What you need to do ▸
Decide whether each of these statements agrees with the passage below on a constitutional convention for a balanced budget amendment. For each, answer yes or no and quote the words of the passage that decide it.
(a) The convention route to amending the Constitution has been used before.
(b) The House vote on November 18, 2011 was 261 to 165.
(c) A weaker version of the current BBA failed in the Senate by one vote in both 1995 and 1997.

:: Document extract ::

What about a constitutional convention convened for the sole purpose of adding a balanced budget amendment (BBA) to the U.S. Constitution?
Many Tea Party-minded activists are taken with the idea of a “Con Con”—and there are some strong arguments in its favor. But there are some dangers, as well. Perhaps enough to outweigh the benefits.
Article V of the Constitution puts forth two ways to change the Constitution. Under the first, Congress passes an amendment, which is then ratified by two-thirds of the States. The second route provides that Congress, “on the Application of the Legislatures of two thirds of the several States, shall call a Convention for proposing Amendments.”
Proponents of a “Con Con” argue that the history shows it is virtually impossible to pass a strong Balanced Budget Amendment through the usual ratification route. BBAs have garnered two-thirds approval margins in both the House and Senate—but never in the same Congress. In 1982, a BBA passed in the Senate, but failed in the House could not garner a two thirds majority to pass. A weaker version of the current BBA failed in the Senate (by one vote!) in both 1995 and 1997.
Neither chamber of the current Congress has passed a BBA. On November 18, 2011, the House fell a few votes shy (261 to 165). The next month, a strong BBA, with provisions to prevent tax hikes from being used to achieve balance, fell way short (47 to 53) in the Senate. It certainly seems that prospects of a BBA passing Congress in the near future are grim.
Enter the Con Con. Proponents say that the Founders provided this alternative route so that the will of the American people could not be thwarted by one chamber of Congress. Today, they argue, federal lawmakers are standing in the way of balancing the budget; it’s time to go directly to the states to get a badly needed amendment.
The Con Con is certainly one way to change the Constitution, but it has never been tried. Consequently, the approach is fraught with many unknowns. Many conservatives worry that it might be able to produce only a watered-down BBA, one more likely to result in massive tax hikes rather than meaningful spending cuts. Others worry that it might stampede out of control—a “runaway convention” that wreaks all sorts of constitutional changes ranging far beyond the notion of balancing the budget.

:::
:: Information given ::

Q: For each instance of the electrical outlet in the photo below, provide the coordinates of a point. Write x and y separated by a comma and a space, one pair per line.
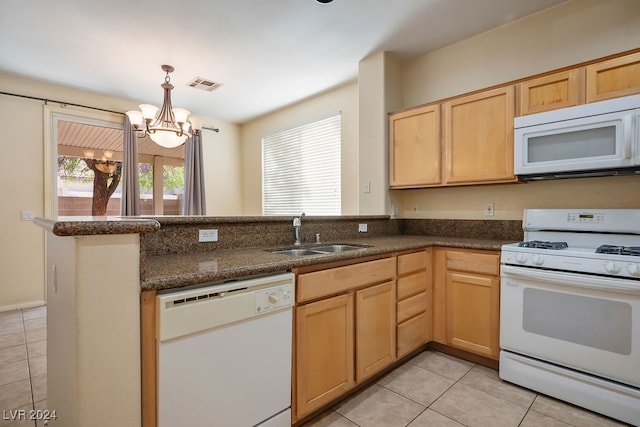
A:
208, 235
27, 215
488, 209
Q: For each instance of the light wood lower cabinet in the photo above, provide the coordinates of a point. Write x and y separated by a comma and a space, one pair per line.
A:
414, 301
472, 313
375, 329
467, 300
344, 338
324, 352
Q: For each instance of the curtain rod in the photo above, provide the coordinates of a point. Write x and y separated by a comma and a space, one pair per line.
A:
45, 100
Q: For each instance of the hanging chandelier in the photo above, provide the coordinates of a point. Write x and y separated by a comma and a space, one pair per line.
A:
169, 128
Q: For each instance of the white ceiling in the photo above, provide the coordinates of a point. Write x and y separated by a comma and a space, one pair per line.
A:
266, 53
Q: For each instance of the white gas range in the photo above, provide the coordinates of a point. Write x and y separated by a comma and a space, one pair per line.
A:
570, 308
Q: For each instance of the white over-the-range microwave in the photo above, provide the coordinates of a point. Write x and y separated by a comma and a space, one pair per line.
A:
596, 139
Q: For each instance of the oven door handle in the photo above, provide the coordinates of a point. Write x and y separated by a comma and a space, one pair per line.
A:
570, 279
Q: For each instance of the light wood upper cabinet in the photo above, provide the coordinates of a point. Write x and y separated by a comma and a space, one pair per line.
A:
479, 137
551, 92
375, 329
414, 152
324, 352
613, 78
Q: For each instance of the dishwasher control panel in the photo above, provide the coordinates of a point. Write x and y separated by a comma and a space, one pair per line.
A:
273, 298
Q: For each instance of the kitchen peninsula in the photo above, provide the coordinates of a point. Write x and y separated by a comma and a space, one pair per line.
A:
99, 268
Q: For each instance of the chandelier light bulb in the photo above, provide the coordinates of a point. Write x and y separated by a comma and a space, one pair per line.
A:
168, 139
148, 111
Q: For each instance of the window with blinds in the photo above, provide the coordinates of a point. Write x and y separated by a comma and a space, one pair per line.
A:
301, 170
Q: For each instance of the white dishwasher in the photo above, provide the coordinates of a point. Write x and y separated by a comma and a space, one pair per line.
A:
224, 354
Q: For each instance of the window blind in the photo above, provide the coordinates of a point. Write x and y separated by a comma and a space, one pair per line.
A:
301, 170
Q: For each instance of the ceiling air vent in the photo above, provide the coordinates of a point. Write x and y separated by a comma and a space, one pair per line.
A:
204, 84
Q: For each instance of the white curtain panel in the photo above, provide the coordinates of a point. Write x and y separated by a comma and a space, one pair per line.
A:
130, 203
193, 202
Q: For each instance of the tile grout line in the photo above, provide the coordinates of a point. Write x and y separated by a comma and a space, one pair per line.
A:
24, 330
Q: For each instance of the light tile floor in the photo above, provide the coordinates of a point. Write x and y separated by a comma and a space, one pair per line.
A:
23, 365
432, 389
437, 390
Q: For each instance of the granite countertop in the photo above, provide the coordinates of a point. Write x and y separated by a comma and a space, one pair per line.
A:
175, 271
96, 225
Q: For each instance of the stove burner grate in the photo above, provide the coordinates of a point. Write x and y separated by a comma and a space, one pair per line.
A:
618, 250
539, 244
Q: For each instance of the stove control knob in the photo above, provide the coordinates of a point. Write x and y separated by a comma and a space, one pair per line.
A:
611, 267
633, 269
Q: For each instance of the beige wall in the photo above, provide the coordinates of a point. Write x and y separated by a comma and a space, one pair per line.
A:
22, 181
343, 99
572, 32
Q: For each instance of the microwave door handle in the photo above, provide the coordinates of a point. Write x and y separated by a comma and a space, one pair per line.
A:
627, 131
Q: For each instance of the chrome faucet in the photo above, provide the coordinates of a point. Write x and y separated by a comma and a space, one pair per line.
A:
297, 222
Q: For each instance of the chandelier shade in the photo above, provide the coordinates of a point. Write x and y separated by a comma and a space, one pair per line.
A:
170, 127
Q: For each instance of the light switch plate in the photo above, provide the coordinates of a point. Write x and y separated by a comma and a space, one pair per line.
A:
27, 215
488, 209
208, 235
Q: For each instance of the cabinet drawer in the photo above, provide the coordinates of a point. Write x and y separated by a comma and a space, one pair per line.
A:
411, 285
474, 262
412, 306
340, 279
413, 333
412, 262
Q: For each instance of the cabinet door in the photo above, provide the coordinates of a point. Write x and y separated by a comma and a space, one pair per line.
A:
473, 313
414, 153
613, 78
324, 352
479, 137
375, 329
550, 92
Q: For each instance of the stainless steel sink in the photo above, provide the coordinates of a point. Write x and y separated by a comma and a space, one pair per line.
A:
317, 250
297, 252
336, 248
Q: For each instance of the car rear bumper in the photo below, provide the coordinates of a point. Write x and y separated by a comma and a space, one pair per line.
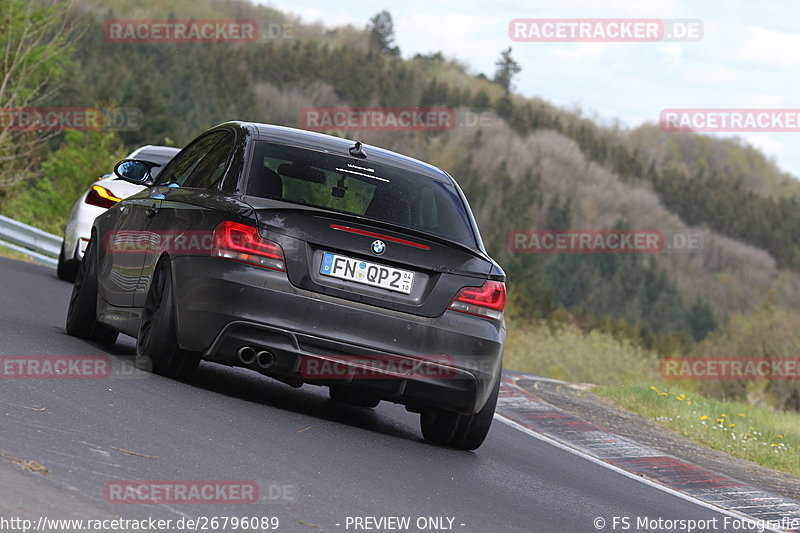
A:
450, 361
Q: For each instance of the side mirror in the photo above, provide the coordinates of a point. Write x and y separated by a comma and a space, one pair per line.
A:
135, 171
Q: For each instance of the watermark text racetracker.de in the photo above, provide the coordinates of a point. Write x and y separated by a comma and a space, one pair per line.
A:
150, 524
731, 368
71, 118
602, 241
194, 31
730, 120
55, 366
605, 30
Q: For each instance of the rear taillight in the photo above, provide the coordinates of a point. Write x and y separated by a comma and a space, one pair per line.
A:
101, 197
487, 301
243, 243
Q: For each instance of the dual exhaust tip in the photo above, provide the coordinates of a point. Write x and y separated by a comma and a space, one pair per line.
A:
248, 355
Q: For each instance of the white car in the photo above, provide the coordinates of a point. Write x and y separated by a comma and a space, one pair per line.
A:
102, 195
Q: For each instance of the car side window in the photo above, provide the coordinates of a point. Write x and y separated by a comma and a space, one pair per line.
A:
212, 167
179, 169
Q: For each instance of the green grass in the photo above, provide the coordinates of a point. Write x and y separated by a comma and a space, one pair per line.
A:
564, 352
762, 435
13, 254
630, 376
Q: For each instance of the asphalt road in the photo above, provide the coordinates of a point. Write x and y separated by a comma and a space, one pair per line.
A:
316, 462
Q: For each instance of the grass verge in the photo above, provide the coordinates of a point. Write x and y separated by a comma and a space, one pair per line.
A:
13, 254
762, 435
630, 377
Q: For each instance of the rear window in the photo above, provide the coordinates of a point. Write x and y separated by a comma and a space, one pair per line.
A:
359, 187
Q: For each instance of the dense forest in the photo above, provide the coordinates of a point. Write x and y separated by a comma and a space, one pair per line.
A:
522, 162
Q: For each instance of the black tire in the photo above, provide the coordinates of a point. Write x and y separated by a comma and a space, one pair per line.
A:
351, 396
465, 432
82, 313
157, 347
67, 269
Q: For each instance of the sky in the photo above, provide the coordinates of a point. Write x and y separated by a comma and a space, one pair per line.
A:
748, 56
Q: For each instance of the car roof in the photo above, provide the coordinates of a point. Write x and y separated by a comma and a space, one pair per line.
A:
337, 145
154, 149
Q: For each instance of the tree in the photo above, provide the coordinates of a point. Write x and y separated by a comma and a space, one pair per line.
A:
35, 40
381, 34
507, 68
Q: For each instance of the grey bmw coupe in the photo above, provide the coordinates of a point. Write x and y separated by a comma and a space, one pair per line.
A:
310, 259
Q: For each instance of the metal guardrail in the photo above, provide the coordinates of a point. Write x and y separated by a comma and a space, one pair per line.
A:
43, 247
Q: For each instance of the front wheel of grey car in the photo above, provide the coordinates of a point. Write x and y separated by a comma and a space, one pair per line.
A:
465, 432
82, 313
157, 347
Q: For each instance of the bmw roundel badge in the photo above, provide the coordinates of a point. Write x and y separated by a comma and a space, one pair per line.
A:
378, 247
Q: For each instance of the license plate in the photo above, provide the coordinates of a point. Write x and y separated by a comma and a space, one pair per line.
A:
358, 271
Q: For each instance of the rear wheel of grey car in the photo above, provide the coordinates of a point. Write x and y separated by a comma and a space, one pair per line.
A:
466, 432
342, 394
67, 269
82, 313
157, 347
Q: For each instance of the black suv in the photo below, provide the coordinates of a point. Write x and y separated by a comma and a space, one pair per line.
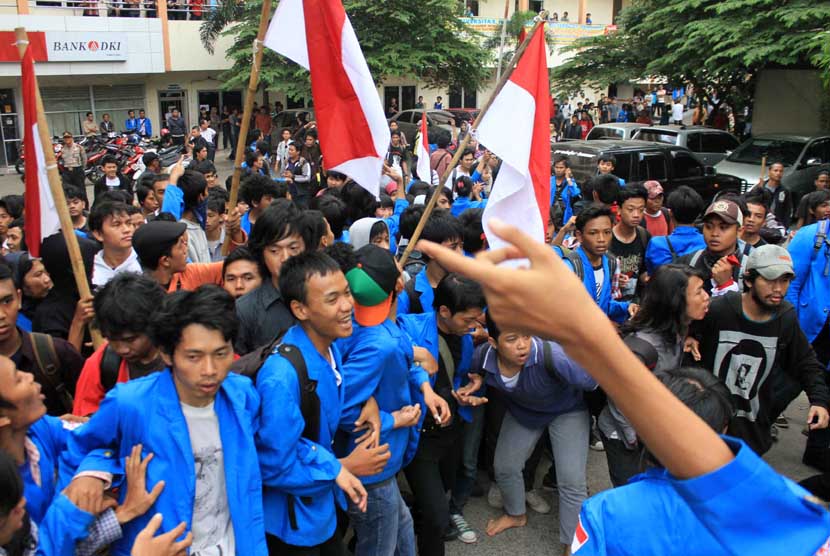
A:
638, 161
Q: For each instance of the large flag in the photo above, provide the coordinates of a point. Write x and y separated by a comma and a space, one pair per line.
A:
353, 132
517, 130
41, 215
422, 150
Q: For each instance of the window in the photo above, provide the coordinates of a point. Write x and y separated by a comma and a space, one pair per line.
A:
686, 166
818, 150
661, 136
717, 143
652, 167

:::

Answer ▸
(a) No: "The Con Con is certainly one way to change the Constitution, but it has never been tried."
(b) Yes: "On November 18, 2011, the House fell a few votes shy (261 to 165)."
(c) Yes: "A weaker version of the current BBA failed in the Senate (by one vote!) in both 1995 and 1997."